[Stored entries]
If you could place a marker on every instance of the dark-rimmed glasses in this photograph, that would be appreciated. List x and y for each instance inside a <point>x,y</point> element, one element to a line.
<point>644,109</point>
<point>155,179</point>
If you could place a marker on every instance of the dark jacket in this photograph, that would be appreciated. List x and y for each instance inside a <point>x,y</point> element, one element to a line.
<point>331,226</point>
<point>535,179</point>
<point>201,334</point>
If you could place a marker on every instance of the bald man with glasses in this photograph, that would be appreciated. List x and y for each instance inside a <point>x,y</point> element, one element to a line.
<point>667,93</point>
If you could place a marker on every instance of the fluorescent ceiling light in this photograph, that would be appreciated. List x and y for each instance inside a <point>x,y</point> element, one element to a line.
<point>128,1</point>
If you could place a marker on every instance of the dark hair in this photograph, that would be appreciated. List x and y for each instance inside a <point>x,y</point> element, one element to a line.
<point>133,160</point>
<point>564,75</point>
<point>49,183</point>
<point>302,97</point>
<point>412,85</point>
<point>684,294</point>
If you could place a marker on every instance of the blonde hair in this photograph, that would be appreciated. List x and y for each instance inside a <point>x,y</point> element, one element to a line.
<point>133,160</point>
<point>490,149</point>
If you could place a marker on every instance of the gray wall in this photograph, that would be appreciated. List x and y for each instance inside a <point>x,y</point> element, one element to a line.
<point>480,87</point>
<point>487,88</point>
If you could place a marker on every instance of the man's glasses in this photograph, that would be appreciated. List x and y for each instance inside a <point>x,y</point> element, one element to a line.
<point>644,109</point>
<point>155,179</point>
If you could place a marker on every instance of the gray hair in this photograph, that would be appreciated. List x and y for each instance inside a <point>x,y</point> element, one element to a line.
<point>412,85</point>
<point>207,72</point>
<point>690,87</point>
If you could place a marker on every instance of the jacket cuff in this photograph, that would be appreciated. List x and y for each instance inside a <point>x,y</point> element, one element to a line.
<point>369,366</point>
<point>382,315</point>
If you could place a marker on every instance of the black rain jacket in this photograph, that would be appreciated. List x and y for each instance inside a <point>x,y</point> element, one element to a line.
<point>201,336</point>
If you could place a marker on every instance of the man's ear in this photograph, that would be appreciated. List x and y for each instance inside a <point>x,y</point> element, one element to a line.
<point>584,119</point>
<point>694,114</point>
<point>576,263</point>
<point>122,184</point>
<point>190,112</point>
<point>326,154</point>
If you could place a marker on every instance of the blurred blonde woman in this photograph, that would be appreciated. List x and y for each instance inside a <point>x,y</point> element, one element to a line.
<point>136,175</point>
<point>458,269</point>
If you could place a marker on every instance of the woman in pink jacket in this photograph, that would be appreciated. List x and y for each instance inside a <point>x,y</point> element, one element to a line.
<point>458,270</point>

- _Task brief_:
Can you transcribe all of the rows above, reproducing every word, number and tag without a single change?

- _Output below_:
If you could place a marker on every instance of the dark-rimmed glasses in this photograph, that would be appreciated. List x and y for each instance inside a <point>x,y</point> element, one element to a line.
<point>644,109</point>
<point>155,179</point>
If you could place a marker on every instance of the dark jacket in this photograph, that would be appreciated. List x and y for each instance inside a <point>x,y</point> element, one element to a line.
<point>331,226</point>
<point>535,179</point>
<point>201,334</point>
If you could place a marker on every instance of the bald man with glasses in this photograph, that would be appreciated. List x and y for each instance inside a <point>x,y</point> element, one element to a line.
<point>667,93</point>
If you could place a marker on every instance of the fluorescent ceiling light in this photograph, that would be appreciated. List x and y for each instance inside a <point>x,y</point> element, one element to a line.
<point>128,1</point>
If you could place a marker on every instance of the dark hair in this photograph, that would be appreciated. List x and y for each instance inside a <point>x,y</point> element, one element to a line.
<point>133,160</point>
<point>564,75</point>
<point>49,183</point>
<point>302,97</point>
<point>412,85</point>
<point>684,294</point>
If you could place a marker on every instance of the blonde hair in this photograph, that would be appreciated. List x and y for each instance inside a <point>x,y</point> element, one element to a line.
<point>133,160</point>
<point>490,149</point>
If you could place a marker on every instance of the gray wall in this photograph, that would be appreciated. List x and y for each instance inside a <point>x,y</point> element, one element to a line.
<point>480,87</point>
<point>487,88</point>
If you could place a marker on every instance of the man's glasses in this photograph, that would be appreciated. List x and y for each instance inside a <point>x,y</point> element, one element to a line.
<point>644,109</point>
<point>155,179</point>
If you could place a marker on every instance of the gray hair in this photograph, that would be appreciated. List x and y for each instance inside a <point>x,y</point> element, one element to a line.
<point>412,85</point>
<point>207,72</point>
<point>690,87</point>
If you could place a marker on every instance of the jacket cuff in this photograph, that would be appreciated. List x and y for each instance inside a <point>x,y</point> element, one element to a line.
<point>369,366</point>
<point>382,315</point>
If you could place a marker on every instance of the black rain jacket in this photograph, that would be appreciated. List x and y for each instance inside a <point>x,y</point> element, one element to a line.
<point>201,336</point>
If you could place a marker on every instance of the man's ear in this photograph, that would be appreciated. List x and y for each instance inside a <point>x,y</point> element, one element to a line.
<point>584,119</point>
<point>694,114</point>
<point>576,263</point>
<point>122,184</point>
<point>190,112</point>
<point>326,154</point>
If you could place a marker on every instance of the blurred blonde woman in this photograph, that would be appreciated. List x and y for each instance inside a <point>x,y</point> element, one element to a line.
<point>136,175</point>
<point>458,269</point>
If you could place a marker on every instance of the woman in pink jacket in this photograph, that would be appreciated. List x and y for each instance inside a <point>x,y</point> element, one element to a line.
<point>458,270</point>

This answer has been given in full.